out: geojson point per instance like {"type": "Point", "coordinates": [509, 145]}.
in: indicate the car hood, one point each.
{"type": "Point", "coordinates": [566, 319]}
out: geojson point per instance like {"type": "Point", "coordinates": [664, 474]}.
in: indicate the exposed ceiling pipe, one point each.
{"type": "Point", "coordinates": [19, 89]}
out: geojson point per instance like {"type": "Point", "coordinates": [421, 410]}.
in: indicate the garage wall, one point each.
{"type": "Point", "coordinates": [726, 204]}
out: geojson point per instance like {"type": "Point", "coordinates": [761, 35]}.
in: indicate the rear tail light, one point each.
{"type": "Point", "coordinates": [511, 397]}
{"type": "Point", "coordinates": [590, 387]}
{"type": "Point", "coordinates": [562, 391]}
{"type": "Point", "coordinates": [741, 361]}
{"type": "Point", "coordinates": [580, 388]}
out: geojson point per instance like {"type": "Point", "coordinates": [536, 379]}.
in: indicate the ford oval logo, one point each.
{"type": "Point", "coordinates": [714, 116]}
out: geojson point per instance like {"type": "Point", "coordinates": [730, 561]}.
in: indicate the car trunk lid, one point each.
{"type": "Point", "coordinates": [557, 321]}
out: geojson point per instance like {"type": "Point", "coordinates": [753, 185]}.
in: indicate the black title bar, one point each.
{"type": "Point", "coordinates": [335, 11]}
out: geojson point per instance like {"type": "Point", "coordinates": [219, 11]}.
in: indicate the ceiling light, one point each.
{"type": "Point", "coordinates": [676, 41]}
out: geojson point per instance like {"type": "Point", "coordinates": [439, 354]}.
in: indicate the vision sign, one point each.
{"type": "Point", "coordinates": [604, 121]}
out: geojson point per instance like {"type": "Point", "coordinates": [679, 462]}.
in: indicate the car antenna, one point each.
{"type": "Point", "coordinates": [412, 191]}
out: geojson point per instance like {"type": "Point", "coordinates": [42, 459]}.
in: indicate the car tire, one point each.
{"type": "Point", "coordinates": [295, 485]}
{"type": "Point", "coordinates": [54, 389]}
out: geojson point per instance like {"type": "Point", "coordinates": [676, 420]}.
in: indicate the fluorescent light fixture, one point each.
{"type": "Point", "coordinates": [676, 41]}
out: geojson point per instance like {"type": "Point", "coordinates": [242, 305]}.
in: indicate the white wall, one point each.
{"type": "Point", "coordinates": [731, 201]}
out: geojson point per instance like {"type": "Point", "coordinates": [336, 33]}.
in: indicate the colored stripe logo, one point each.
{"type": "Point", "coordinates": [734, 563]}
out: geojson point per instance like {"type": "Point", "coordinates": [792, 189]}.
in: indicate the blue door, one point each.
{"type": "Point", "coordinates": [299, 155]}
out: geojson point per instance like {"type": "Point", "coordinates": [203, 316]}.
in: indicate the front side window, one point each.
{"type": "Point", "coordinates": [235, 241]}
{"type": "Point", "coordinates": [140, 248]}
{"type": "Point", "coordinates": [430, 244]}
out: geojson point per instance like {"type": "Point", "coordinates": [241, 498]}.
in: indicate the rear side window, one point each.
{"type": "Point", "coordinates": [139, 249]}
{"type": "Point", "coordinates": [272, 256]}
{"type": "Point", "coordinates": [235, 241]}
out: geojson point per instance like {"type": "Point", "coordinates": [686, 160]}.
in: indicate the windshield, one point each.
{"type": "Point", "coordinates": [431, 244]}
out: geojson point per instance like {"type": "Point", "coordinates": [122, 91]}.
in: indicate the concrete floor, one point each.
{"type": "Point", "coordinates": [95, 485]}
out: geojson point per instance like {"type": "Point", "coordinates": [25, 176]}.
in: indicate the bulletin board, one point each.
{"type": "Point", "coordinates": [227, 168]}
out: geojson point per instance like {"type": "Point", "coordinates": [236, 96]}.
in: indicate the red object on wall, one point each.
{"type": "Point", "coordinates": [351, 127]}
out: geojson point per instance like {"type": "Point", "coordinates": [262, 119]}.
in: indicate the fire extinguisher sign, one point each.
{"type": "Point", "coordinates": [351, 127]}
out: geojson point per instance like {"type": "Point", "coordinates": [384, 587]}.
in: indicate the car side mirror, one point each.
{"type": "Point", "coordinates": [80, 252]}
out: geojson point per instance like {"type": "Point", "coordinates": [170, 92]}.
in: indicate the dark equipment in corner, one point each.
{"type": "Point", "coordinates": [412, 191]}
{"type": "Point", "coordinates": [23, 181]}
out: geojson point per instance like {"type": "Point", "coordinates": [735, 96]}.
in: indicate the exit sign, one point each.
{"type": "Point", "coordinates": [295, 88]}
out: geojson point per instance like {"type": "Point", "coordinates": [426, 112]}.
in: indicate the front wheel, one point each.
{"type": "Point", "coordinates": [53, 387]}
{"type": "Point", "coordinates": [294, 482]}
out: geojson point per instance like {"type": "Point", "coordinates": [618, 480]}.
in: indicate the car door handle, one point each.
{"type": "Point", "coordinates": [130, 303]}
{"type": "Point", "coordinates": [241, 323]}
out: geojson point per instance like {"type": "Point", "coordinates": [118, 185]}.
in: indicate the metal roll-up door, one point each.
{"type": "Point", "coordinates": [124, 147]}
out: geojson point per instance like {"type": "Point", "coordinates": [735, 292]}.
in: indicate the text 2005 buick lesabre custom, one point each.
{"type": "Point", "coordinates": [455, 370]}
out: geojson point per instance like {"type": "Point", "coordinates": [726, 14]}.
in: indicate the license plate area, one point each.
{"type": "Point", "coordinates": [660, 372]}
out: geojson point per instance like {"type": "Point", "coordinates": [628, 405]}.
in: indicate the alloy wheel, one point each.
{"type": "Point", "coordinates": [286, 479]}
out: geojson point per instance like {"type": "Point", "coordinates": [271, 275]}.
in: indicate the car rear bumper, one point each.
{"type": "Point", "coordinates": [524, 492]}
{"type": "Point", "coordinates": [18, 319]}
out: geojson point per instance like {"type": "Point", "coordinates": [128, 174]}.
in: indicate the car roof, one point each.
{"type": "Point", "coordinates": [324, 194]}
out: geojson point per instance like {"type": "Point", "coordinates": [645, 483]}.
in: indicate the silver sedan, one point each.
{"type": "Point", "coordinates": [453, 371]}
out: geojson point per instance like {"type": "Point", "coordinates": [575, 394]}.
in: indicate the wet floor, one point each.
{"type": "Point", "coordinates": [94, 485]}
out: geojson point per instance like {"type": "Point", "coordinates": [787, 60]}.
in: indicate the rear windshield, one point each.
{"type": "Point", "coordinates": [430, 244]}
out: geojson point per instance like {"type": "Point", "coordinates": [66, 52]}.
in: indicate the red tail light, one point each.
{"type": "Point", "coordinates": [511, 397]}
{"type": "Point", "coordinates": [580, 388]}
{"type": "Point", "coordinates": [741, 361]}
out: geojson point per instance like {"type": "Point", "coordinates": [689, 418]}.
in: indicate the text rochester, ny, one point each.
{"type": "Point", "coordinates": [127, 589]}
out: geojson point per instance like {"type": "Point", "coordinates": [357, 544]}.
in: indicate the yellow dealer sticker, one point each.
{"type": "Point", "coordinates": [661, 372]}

REQUIRED WORK. Exact copies of all the records are required.

RESULT OF THE TASK.
out: geojson point per instance like {"type": "Point", "coordinates": [509, 145]}.
in: indicate the car hood, one point each.
{"type": "Point", "coordinates": [566, 319]}
out: geojson point per instance like {"type": "Point", "coordinates": [664, 474]}.
in: indicate the exposed ceiling pipe, one point each.
{"type": "Point", "coordinates": [19, 89]}
out: geojson point per instance like {"type": "Point", "coordinates": [421, 410]}.
in: indicate the garage wall, one point each.
{"type": "Point", "coordinates": [726, 204]}
out: geojson point per instance like {"type": "Point", "coordinates": [761, 35]}.
in: indicate the rear tail light, one point each.
{"type": "Point", "coordinates": [511, 397]}
{"type": "Point", "coordinates": [590, 387]}
{"type": "Point", "coordinates": [562, 391]}
{"type": "Point", "coordinates": [741, 361]}
{"type": "Point", "coordinates": [580, 388]}
out: geojson point per instance like {"type": "Point", "coordinates": [536, 379]}.
in: indicate the ford oval logo, one point each.
{"type": "Point", "coordinates": [714, 116]}
out: geojson point per instance like {"type": "Point", "coordinates": [730, 561]}.
in: indicate the car trunk lid, one point each.
{"type": "Point", "coordinates": [557, 321]}
out: geojson point per instance like {"type": "Point", "coordinates": [753, 185]}.
in: indicate the black title bar, one point each.
{"type": "Point", "coordinates": [335, 11]}
out: geojson point per instance like {"type": "Point", "coordinates": [219, 11]}.
in: indicate the ceiling light, one point each.
{"type": "Point", "coordinates": [676, 41]}
out: geojson point per instance like {"type": "Point", "coordinates": [439, 354]}.
in: indicate the vision sign, one point each.
{"type": "Point", "coordinates": [604, 121]}
out: geojson point per instance like {"type": "Point", "coordinates": [679, 462]}.
in: indicate the car antenna, one point each.
{"type": "Point", "coordinates": [412, 191]}
out: geojson point per instance like {"type": "Point", "coordinates": [42, 459]}.
in: indicate the car tire, one point each.
{"type": "Point", "coordinates": [295, 485]}
{"type": "Point", "coordinates": [54, 389]}
out: geojson point per instance like {"type": "Point", "coordinates": [676, 420]}.
in: indicate the fluorescent light fixture, one point each.
{"type": "Point", "coordinates": [676, 41]}
out: geojson point per instance like {"type": "Point", "coordinates": [242, 305]}.
in: indicate the white wall, one point each.
{"type": "Point", "coordinates": [731, 201]}
out: geojson point per instance like {"type": "Point", "coordinates": [336, 33]}.
in: indicate the colored stripe logo, one point each.
{"type": "Point", "coordinates": [734, 563]}
out: geojson point per instance like {"type": "Point", "coordinates": [792, 189]}.
in: indicate the blue door, one point each.
{"type": "Point", "coordinates": [299, 155]}
out: geojson point per instance like {"type": "Point", "coordinates": [203, 316]}.
in: indicate the front side window, one point each.
{"type": "Point", "coordinates": [235, 241]}
{"type": "Point", "coordinates": [140, 248]}
{"type": "Point", "coordinates": [430, 244]}
out: geojson point per instance like {"type": "Point", "coordinates": [241, 498]}.
in: indicate the rear side window, one point each.
{"type": "Point", "coordinates": [139, 249]}
{"type": "Point", "coordinates": [272, 256]}
{"type": "Point", "coordinates": [235, 241]}
out: geojson point per instance like {"type": "Point", "coordinates": [686, 160]}.
in: indicate the windshield, one point each.
{"type": "Point", "coordinates": [431, 244]}
out: geojson point per instance like {"type": "Point", "coordinates": [122, 91]}.
in: indicate the concrete floor, one point each.
{"type": "Point", "coordinates": [95, 485]}
out: geojson point per instance like {"type": "Point", "coordinates": [25, 176]}.
in: indicate the bulletin board, one point each.
{"type": "Point", "coordinates": [227, 168]}
out: geojson point per instance like {"type": "Point", "coordinates": [236, 96]}.
in: indicate the red object on wall, one point each.
{"type": "Point", "coordinates": [351, 127]}
out: geojson point per instance like {"type": "Point", "coordinates": [262, 119]}.
in: indicate the fire extinguisher sign, one point each.
{"type": "Point", "coordinates": [351, 127]}
out: geojson point per instance like {"type": "Point", "coordinates": [384, 587]}.
in: indicate the car side mirror, one point each.
{"type": "Point", "coordinates": [80, 252]}
out: geojson point per instance like {"type": "Point", "coordinates": [170, 92]}.
in: indicate the dark equipment in corner, one point each.
{"type": "Point", "coordinates": [412, 191]}
{"type": "Point", "coordinates": [23, 181]}
out: geojson point per instance like {"type": "Point", "coordinates": [735, 96]}.
in: indicate the exit sign, one point each.
{"type": "Point", "coordinates": [295, 88]}
out: geojson point per instance like {"type": "Point", "coordinates": [426, 112]}.
in: indicate the front wheel, one point each.
{"type": "Point", "coordinates": [53, 387]}
{"type": "Point", "coordinates": [294, 482]}
out: geojson point per instance like {"type": "Point", "coordinates": [618, 480]}.
in: indicate the car door handle, one point each.
{"type": "Point", "coordinates": [130, 303]}
{"type": "Point", "coordinates": [241, 323]}
out: geojson point per instance like {"type": "Point", "coordinates": [118, 185]}.
in: indicate the metal roll-up door, one point each.
{"type": "Point", "coordinates": [124, 147]}
out: geojson point per instance like {"type": "Point", "coordinates": [735, 292]}.
in: indicate the text 2005 buick lesabre custom, one point each.
{"type": "Point", "coordinates": [455, 370]}
out: geojson point per instance like {"type": "Point", "coordinates": [726, 14]}.
in: indicate the license plate area, one point each.
{"type": "Point", "coordinates": [660, 372]}
out: geojson point per instance like {"type": "Point", "coordinates": [628, 405]}.
in: indicate the alloy wheel, one point each.
{"type": "Point", "coordinates": [286, 479]}
out: geojson point per instance like {"type": "Point", "coordinates": [271, 275]}.
in: indicate the car rear bumper, one point each.
{"type": "Point", "coordinates": [524, 492]}
{"type": "Point", "coordinates": [18, 319]}
out: geojson point per instance like {"type": "Point", "coordinates": [128, 174]}.
in: indicate the car roof, one point each.
{"type": "Point", "coordinates": [324, 194]}
out: geojson point per instance like {"type": "Point", "coordinates": [645, 483]}.
in: indicate the silver sedan, one point each.
{"type": "Point", "coordinates": [453, 371]}
out: geojson point per instance like {"type": "Point", "coordinates": [575, 394]}.
in: indicate the wet floor, one point each.
{"type": "Point", "coordinates": [94, 485]}
out: geojson point per instance like {"type": "Point", "coordinates": [787, 60]}.
in: indicate the rear windshield, one point each.
{"type": "Point", "coordinates": [430, 244]}
out: geojson point per instance like {"type": "Point", "coordinates": [66, 52]}.
in: indicate the red tail light, one point each.
{"type": "Point", "coordinates": [511, 397]}
{"type": "Point", "coordinates": [580, 388]}
{"type": "Point", "coordinates": [741, 361]}
out: geojson point per instance like {"type": "Point", "coordinates": [689, 418]}.
in: indicate the text rochester, ny, one point each.
{"type": "Point", "coordinates": [127, 589]}
out: geojson point per instance like {"type": "Point", "coordinates": [357, 544]}.
in: indicate the yellow dealer sticker, one point each.
{"type": "Point", "coordinates": [661, 372]}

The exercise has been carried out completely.